— start of Material provided —
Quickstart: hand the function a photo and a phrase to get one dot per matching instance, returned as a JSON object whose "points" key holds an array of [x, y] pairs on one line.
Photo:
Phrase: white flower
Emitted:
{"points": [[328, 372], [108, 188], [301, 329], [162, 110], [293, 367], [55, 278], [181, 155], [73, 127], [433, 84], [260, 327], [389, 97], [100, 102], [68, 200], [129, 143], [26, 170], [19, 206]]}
— end of Material provided —
## Problem to solve
Please turn every line of the records above into a numbered list, leaving out any blank lines.

## Exercise response
1. Quickstart: hand the function a photo and a phrase to get one dot per matching instance, returned as a JSON object whose "points" key holds an array of [x, y] pairs on one line.
2. Photo:
3. Phrase: white flower
4. Emitted:
5. {"points": [[328, 372], [108, 188], [301, 329], [162, 110], [293, 367], [55, 278], [181, 155], [73, 127], [433, 84], [260, 327], [389, 97], [100, 102], [68, 200], [129, 143], [26, 170], [19, 206]]}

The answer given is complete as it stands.